Task description
Pick out each line in the records below that contains the string "dark" and copy those lines out in full. Case matters.
═══ Materials provided
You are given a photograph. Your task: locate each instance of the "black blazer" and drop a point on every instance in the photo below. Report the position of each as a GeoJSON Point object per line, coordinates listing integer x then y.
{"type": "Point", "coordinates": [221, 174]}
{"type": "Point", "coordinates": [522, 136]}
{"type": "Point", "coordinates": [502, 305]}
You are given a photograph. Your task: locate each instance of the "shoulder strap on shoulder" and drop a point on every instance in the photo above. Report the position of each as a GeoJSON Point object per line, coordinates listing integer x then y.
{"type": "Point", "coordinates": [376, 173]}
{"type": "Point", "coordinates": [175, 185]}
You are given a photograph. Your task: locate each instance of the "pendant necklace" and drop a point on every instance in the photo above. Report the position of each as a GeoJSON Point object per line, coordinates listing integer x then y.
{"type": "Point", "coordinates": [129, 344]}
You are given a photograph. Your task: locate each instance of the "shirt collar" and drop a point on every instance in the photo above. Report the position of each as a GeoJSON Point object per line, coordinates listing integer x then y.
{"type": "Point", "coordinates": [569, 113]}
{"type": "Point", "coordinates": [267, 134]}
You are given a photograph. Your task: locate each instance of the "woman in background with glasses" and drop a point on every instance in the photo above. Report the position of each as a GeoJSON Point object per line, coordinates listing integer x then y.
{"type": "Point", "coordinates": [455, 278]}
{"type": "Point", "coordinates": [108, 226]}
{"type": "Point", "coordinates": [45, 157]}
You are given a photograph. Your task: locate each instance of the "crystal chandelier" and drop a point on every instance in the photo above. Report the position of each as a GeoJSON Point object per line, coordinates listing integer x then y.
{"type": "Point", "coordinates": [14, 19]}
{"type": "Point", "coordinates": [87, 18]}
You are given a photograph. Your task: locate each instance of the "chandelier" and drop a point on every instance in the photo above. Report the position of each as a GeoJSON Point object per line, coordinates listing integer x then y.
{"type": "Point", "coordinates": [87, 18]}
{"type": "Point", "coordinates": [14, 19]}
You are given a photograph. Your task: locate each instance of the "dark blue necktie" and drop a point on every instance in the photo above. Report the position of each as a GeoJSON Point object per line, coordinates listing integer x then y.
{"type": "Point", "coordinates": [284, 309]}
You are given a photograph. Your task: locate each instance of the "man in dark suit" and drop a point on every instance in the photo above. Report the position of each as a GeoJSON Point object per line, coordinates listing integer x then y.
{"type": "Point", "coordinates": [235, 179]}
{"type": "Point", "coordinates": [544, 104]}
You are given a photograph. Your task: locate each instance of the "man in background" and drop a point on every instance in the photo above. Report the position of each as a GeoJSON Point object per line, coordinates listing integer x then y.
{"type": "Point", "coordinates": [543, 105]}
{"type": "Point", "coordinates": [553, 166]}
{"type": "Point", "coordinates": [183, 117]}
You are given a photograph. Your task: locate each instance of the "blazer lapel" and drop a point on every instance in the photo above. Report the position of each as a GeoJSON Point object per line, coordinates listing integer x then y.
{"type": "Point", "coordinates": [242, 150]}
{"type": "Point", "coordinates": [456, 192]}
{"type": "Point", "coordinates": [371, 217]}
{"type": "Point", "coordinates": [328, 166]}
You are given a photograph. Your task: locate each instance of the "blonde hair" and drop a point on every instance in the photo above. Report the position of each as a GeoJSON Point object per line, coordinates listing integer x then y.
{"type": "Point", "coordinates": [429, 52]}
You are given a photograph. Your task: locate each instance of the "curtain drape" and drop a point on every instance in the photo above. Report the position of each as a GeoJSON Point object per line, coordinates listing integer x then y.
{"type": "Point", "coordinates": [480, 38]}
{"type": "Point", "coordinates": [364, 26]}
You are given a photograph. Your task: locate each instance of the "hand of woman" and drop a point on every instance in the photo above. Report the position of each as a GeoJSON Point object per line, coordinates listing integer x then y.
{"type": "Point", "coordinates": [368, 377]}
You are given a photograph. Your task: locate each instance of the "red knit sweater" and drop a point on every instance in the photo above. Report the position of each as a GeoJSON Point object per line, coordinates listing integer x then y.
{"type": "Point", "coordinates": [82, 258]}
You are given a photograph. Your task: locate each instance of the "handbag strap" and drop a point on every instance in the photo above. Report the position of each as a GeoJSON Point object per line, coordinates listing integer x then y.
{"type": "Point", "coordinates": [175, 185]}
══════
Full output
You are given a photograph. Your task: locate each instance of the "dark blue necktie" and drop a point on every instance in the photo above. Report the position of each as a GeoJSON Point object per line, coordinates listing integer x then y.
You are given a photograph. Your task: locate each instance of the "man in dark suit" and drop a point on every instance in the photo above. Report the position of each as a GeoJSON Point object per line, coordinates listing integer x then y.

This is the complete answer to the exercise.